- Consigne 1:
Dans l'extrait consacré à Mgr Tepano Jaussen, quel titre Mgr Verdier reçut-il en lui succédant ?
- Consigne 2:
Continuez le récit consacré à Mgr Tepano Jaussen après sa dernière phrase.

En 1884, Mgr Tepano Jaussen, fatigué par son long ministère, crut devoir demander à son Ordre un remplaçant pour la direction des intérêts catholiques dans la circonscription religieuse de Tahiti.
Mgr Verdier, évêque in partibus de Mégare, fut appelé à lui succéder avec le titre de vicaire apostolique de Tahiti.
Mgr Jaussen put consacrer alors ses dernières années à ses études ethnographiques sur l'ile de Pâques.
Habitant tantôt sa modeste retraite d'Arue, tantôt sa cellule de la maison de mission de Papeete, le vénérable prélat, laissa dès lors à son successeur le soin de l'administration.
Toujours vif et sémillant, les yeux pétillant d'intelligence, simplement vêtu d'une robe noire d'étoffe légère, aux plis flottants, ne portant comme signe distinctif de sa haute dignité que la croix d'or sur sa poitrine, l'infatigable vieillard, était l'âme de cette mission si laborieusement fondée.
Levé avant le jour, il célébrait sa messe dans la petite chapelle de la mission, à Papeete, ou dans son église d'Arue, pour laquelle il semblait avoir une prédilection particulière.
Sentant combien serait peut-être difficile pour les autres, lui disparu, la gérance de biens importants que sa sage administration avait pu acquérir à sa mission, il vendit, quelque temps avant sa mort, le magnifique troupeau de l'ile de Pâques et aussi celui de Tahiti qui était de nature à susciter des désagréments, des taureaux vivant à l'état sauvage et n'étant capturés qu'à la suite de chasses aussi mouvementées que périlleuses.
Un singulier procès que subit notre héros vers 1887 l'amena à débarrasser la mission de ses dangereux et insubordonnés élèves.

- Données fournies:
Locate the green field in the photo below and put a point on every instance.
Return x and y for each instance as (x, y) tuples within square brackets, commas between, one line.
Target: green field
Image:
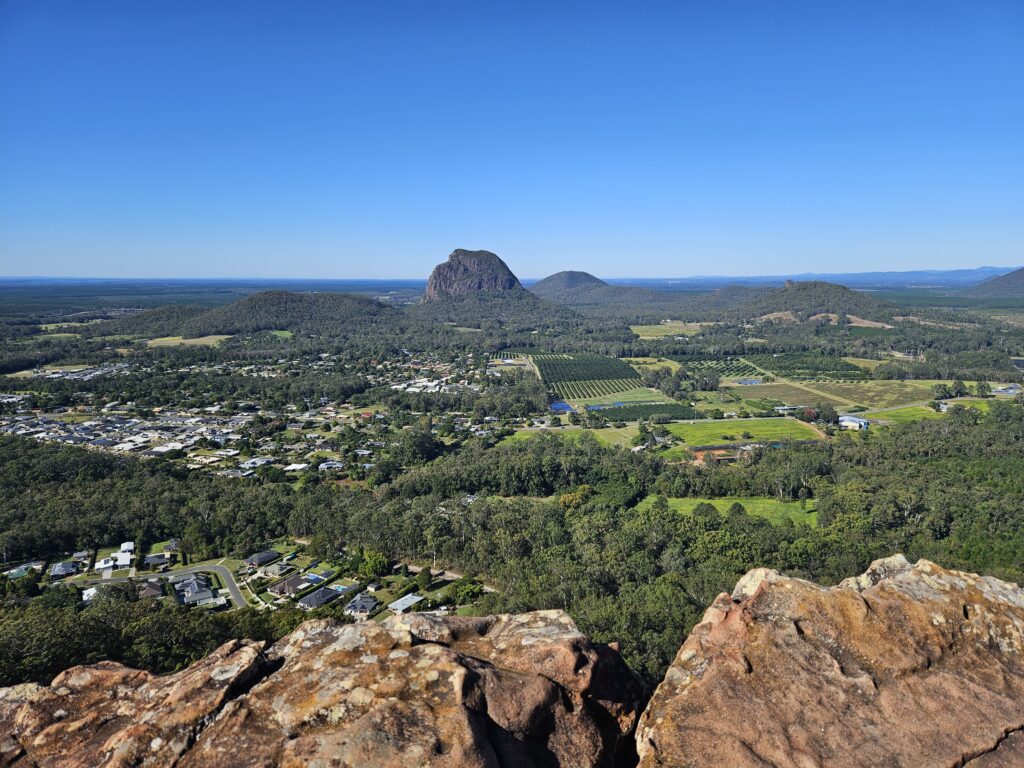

- Résultat final 1:
Il reçut le titre de vicaire apostolique de Tahiti.

- Résultat final 2:
Les animaux du troupeau de Mgr Jaussen, comme ceux des autres propriétaires, vivaient en liberté dans la montagne, et chaque année, à une époque déterminée, des chasseurs indigènes s'emparaient du croit survenu pendant les douze derniers mois, le conduisaient au village, et là, chaque petit animal recevait une marque spéciale qui permettrait plus tard à son propriétaire de le reconnaître.
Mais il y avait là une difficulté.
Au moment de la marque, on supposait les origines de chaque animal d'après les performances ancestrales qu'il pouvait présenter ; ce mode était fort sujet à caution, le animaux des différents propriétaires vivant à l'état de communauté, et les règles de I'atavisme n'étant rien moins que prouvées en ce qui concerne les particularités que peut présenter le poil d'un bœuf.
Si plusieurs individus revendiquent la propriété du même animal, le tribunal de district, composé des hui-raatira, gros propriétaires fonciers, statue en dernier ressort par suite d'un usage qui a prévalu contre la loi fixant les attributions de cette juridiction d'exception.
C'est à la suite d'une opération de ce genre faite en son absence, qu'un individu du district d'Arue prétendit que des taureaux lui appartenant auraient été capturés et marqués par les chasseurs de Mgr Jaussen.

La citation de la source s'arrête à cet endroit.